— DIRECTIONS FOR THIS TASK —
What follows are records. Restate all of them word for word.

○ ○ ○ ○

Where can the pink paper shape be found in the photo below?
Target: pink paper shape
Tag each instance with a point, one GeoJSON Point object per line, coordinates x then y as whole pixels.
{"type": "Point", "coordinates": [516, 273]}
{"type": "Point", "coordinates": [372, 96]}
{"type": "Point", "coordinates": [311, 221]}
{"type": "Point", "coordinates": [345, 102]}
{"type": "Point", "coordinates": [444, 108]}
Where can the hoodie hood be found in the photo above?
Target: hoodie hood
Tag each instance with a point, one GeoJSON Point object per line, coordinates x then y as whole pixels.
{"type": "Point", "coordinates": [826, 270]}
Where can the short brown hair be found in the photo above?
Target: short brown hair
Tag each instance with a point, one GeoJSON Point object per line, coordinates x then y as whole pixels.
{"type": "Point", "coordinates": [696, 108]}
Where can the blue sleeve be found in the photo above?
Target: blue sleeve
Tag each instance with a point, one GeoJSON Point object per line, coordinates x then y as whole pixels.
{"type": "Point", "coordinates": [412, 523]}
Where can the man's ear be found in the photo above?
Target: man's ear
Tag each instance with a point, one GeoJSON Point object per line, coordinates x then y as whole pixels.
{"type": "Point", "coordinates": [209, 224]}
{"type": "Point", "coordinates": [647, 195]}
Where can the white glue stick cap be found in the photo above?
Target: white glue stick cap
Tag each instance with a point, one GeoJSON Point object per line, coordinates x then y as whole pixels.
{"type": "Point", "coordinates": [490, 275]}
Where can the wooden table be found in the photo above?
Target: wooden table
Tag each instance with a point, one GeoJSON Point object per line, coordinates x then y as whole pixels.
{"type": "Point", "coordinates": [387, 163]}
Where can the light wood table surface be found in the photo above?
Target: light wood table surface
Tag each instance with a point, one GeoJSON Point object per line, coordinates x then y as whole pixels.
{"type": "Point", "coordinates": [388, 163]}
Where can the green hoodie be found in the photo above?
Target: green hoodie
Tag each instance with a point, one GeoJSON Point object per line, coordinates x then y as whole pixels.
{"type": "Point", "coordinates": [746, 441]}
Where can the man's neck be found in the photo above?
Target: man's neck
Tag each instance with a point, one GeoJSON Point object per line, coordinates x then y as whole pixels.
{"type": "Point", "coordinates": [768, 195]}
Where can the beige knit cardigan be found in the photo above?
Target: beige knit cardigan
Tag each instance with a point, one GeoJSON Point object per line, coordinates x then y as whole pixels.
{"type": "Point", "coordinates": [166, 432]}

○ ○ ○ ○

— OUTPUT OF THE TASK —
Where can the pink paper shape be found in the photo below?
Target: pink paper shape
Tag each instance with a point, one GeoJSON Point object per line, coordinates x then y as whole pixels.
{"type": "Point", "coordinates": [516, 273]}
{"type": "Point", "coordinates": [372, 96]}
{"type": "Point", "coordinates": [311, 221]}
{"type": "Point", "coordinates": [345, 102]}
{"type": "Point", "coordinates": [444, 108]}
Where can the hoodie hood be found in the photo above?
Target: hoodie hood
Tag each instance with a point, one GeoJSON Point object per line, coordinates x then y as whole pixels.
{"type": "Point", "coordinates": [826, 270]}
Where can the short brown hair be found in the photo above?
Target: short brown hair
Tag each instance with a point, one GeoJSON Point object per line, coordinates x then y as whole pixels.
{"type": "Point", "coordinates": [696, 108]}
Where can the blue sleeve be found in the photo above?
Target: blue sleeve
Tag each instance with a point, one GeoJSON Point object per line, coordinates x then y as whole pixels.
{"type": "Point", "coordinates": [412, 523]}
Where can the man's ear be found in the photo above?
Target: man's ear
Tag each instance with a point, one GeoJSON Point object per line, coordinates x then y as whole pixels.
{"type": "Point", "coordinates": [209, 224]}
{"type": "Point", "coordinates": [647, 195]}
Where can the white glue stick cap be found in the photo above?
Target: white glue stick cap
Tag each instance with a point, one GeoJSON Point object per line, coordinates x then y as whole pixels.
{"type": "Point", "coordinates": [490, 275]}
Where can the wooden table be found in the photo above?
Target: wooden table
Tag each instance with a point, one GeoJSON Point object per line, coordinates x then y as whole pixels.
{"type": "Point", "coordinates": [387, 163]}
Where can the light wood table surface be found in the photo above?
Target: light wood table surface
Tag each instance with a point, one GeoJSON Point object per line, coordinates x then y as whole pixels.
{"type": "Point", "coordinates": [388, 163]}
Where can the green hoodie be found in the photo above?
Target: green hoodie
Tag each instance with a point, one GeoJSON Point object per line, coordinates x then y as whole pixels.
{"type": "Point", "coordinates": [746, 441]}
Where can the man's neck be found in the photo above?
Target: man's neck
Tag each instance with a point, one GeoJSON Point object per line, coordinates x then y as whole pixels.
{"type": "Point", "coordinates": [768, 195]}
Where can the beige knit cardigan be found in the photo above?
Target: beige knit cardigan
Tag each instance with a point, one GeoJSON Point object per line, coordinates x then y as whole pixels.
{"type": "Point", "coordinates": [166, 432]}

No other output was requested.